EXERCISE BRIEF:
Look through the data that follows and copy each line with the string "stem".

======== TASK INPUT ========

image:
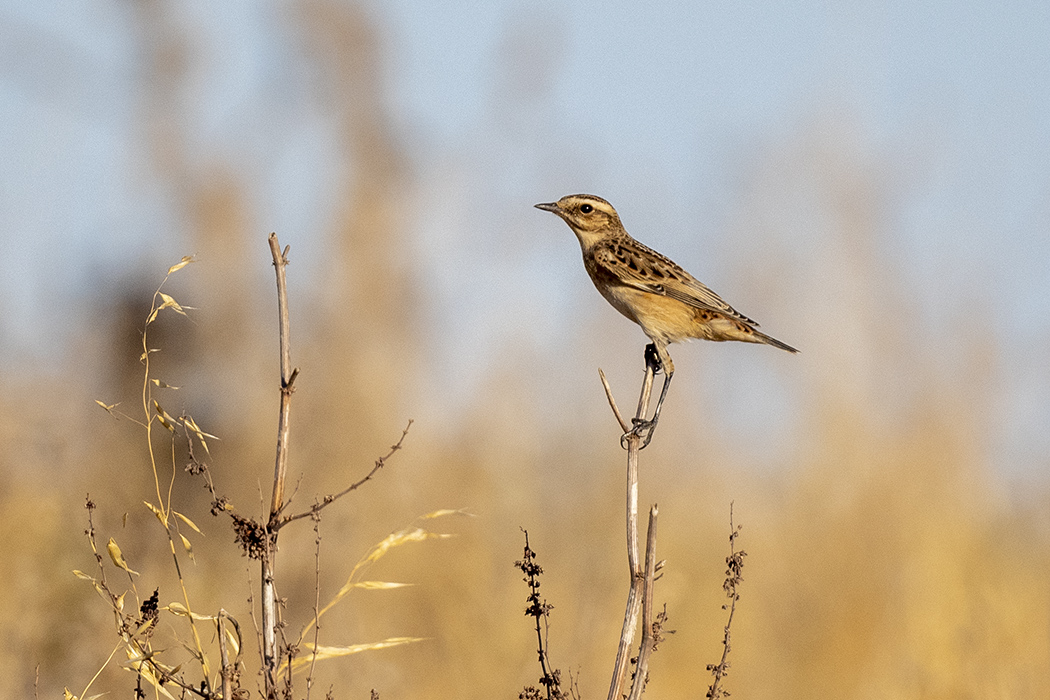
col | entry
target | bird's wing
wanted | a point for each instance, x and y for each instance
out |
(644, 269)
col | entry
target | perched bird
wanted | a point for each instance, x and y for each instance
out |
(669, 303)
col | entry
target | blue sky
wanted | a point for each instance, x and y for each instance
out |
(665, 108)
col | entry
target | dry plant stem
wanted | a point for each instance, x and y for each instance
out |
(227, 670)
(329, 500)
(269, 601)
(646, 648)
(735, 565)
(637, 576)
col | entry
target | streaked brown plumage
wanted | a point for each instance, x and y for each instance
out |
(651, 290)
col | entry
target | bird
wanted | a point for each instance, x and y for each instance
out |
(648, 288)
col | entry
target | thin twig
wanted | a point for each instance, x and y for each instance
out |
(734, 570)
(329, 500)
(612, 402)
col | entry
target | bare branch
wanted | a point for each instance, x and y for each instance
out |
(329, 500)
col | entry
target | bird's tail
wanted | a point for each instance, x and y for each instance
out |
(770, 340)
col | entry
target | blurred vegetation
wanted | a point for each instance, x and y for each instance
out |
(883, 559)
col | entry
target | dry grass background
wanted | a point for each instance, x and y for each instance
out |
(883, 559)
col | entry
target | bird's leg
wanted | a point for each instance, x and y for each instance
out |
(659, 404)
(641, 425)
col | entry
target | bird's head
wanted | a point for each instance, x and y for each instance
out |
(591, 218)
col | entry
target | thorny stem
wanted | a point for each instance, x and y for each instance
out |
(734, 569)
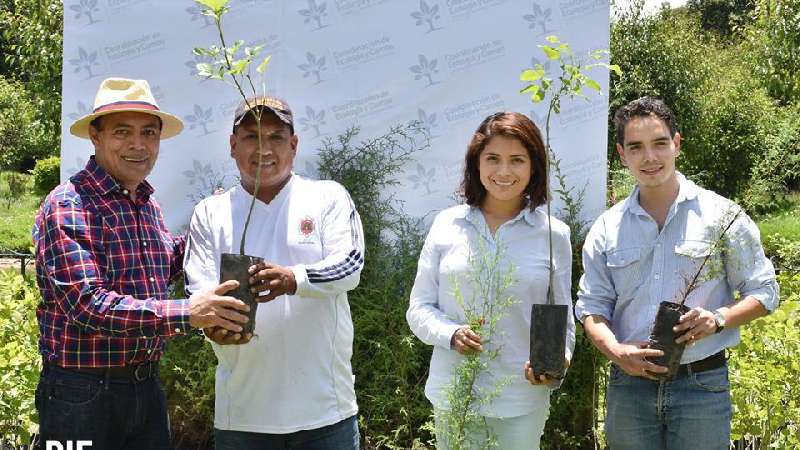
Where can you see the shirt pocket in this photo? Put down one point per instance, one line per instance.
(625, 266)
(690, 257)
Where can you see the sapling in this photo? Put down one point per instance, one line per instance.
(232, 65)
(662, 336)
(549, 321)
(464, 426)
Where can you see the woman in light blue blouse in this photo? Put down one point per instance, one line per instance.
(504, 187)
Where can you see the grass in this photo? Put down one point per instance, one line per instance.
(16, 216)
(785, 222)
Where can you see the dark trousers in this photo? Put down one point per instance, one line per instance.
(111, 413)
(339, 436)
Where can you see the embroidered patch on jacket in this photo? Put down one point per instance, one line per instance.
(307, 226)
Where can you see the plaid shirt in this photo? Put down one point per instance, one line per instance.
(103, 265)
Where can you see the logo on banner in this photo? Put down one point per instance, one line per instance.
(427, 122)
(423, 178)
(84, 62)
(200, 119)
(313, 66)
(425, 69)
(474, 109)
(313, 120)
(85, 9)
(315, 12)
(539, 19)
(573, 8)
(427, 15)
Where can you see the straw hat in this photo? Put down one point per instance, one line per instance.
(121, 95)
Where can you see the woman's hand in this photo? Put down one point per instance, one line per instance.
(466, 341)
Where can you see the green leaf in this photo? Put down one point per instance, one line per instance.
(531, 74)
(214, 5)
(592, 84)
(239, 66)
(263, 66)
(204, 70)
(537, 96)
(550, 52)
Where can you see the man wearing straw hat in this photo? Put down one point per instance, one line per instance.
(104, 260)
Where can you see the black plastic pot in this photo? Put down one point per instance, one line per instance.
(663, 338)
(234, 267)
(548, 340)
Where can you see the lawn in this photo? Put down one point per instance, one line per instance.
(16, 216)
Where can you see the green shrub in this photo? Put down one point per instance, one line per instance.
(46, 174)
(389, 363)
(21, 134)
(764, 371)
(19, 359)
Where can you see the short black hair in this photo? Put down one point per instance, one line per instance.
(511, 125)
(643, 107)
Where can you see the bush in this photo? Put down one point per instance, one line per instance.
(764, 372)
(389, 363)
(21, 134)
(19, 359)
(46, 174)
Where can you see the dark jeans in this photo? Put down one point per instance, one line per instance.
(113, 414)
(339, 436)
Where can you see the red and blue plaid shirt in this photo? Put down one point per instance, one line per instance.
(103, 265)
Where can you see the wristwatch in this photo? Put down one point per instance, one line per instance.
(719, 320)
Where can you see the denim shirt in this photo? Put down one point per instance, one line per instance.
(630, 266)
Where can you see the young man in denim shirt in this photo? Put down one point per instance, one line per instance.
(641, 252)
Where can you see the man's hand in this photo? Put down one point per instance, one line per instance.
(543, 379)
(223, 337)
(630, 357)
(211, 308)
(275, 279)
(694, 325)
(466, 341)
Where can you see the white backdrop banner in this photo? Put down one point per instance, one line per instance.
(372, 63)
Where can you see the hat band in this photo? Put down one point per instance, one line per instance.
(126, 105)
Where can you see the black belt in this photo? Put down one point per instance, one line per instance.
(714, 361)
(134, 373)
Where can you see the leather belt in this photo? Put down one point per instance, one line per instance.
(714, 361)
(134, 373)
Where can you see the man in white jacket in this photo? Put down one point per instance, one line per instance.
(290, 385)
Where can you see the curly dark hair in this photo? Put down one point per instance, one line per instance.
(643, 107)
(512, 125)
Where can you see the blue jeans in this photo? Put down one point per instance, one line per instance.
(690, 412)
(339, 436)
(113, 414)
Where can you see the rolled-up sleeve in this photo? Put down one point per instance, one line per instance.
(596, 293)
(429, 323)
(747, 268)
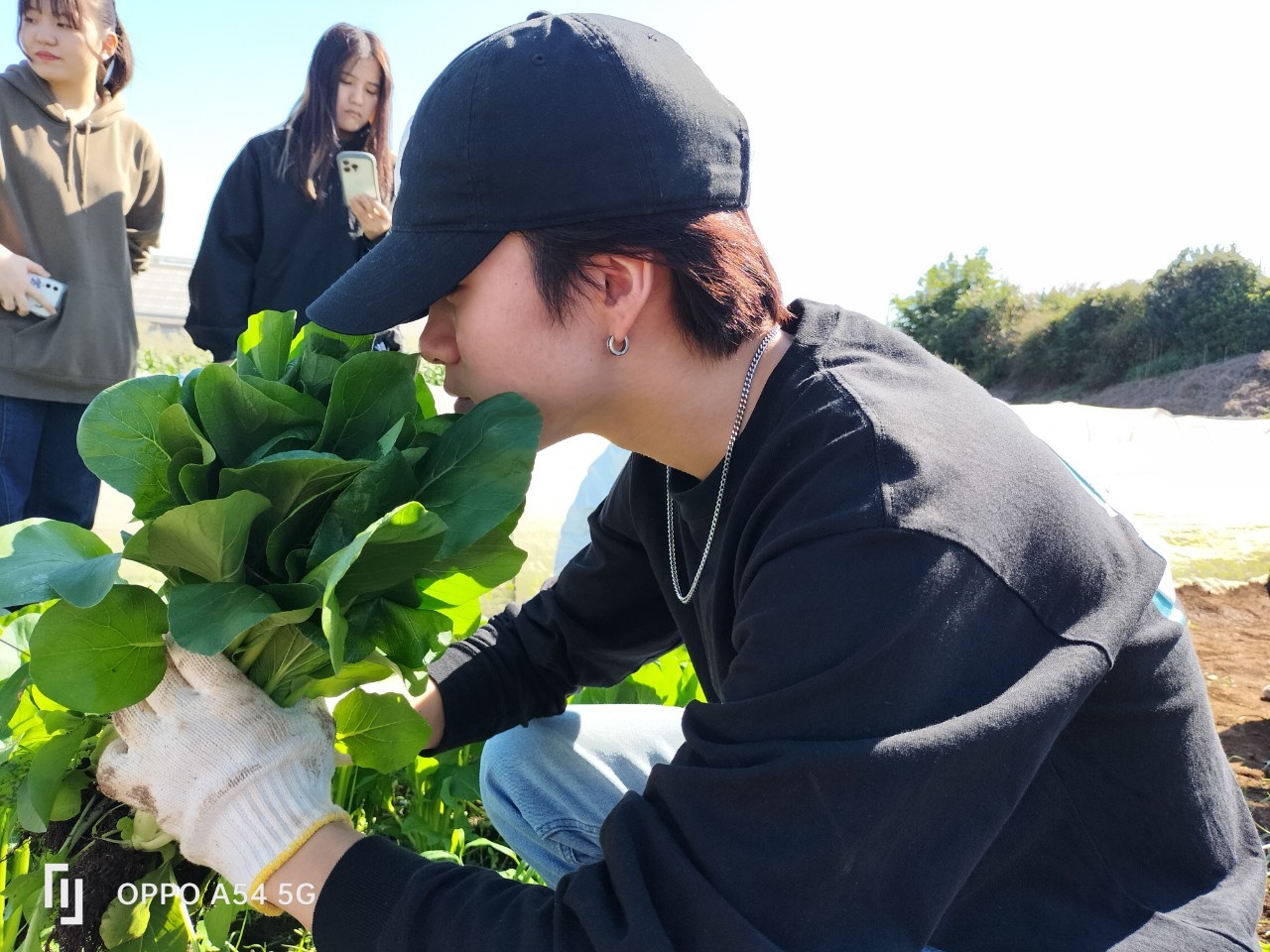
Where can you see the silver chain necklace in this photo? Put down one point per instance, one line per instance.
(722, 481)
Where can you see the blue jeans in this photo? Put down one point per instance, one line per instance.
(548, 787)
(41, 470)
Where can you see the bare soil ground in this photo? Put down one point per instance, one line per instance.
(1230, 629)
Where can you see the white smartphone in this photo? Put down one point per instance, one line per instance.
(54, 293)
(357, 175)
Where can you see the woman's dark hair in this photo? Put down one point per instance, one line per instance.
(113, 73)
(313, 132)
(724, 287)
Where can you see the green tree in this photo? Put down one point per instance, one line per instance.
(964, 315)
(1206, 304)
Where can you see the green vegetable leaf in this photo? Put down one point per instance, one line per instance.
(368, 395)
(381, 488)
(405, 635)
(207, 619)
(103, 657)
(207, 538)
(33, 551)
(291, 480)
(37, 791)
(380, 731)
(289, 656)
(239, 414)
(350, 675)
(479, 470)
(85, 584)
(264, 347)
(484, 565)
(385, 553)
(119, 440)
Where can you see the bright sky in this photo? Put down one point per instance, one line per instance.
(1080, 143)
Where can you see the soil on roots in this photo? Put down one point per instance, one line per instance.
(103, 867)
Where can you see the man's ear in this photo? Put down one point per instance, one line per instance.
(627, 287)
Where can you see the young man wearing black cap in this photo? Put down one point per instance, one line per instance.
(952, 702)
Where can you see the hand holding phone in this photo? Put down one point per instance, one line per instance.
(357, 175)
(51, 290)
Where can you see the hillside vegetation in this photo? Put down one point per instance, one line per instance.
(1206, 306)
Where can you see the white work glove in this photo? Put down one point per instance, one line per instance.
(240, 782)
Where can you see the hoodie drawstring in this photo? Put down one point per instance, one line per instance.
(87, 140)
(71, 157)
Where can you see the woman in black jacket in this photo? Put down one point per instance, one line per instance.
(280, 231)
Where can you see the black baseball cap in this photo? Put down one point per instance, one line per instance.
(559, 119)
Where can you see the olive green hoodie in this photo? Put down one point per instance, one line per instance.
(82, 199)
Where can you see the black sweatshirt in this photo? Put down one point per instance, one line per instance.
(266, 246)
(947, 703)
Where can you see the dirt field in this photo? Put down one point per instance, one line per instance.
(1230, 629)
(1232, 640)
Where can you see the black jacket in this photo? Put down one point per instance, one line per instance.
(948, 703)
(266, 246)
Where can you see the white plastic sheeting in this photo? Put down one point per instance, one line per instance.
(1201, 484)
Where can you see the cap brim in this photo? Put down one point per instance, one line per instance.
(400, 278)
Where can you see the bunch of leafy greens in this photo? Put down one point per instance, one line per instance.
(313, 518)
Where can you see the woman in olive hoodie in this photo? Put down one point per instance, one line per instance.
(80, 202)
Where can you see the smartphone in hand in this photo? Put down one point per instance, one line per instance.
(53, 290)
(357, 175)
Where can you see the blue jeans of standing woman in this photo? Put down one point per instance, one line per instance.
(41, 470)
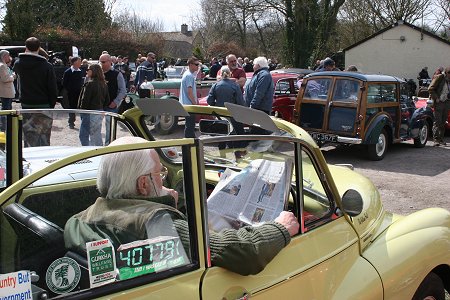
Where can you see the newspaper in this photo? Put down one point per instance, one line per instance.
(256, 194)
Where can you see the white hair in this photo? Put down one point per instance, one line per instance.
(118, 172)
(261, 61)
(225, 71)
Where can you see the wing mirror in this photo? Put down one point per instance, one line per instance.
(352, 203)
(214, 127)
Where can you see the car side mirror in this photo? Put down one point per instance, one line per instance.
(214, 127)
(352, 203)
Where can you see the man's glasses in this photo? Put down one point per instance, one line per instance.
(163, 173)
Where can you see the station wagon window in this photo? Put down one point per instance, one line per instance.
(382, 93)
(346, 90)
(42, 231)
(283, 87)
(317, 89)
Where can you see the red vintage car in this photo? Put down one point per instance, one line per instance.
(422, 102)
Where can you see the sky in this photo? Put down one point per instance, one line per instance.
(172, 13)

========

RESPONSE TO THE EXERCISE:
target | dry plant stem
target | thorny stem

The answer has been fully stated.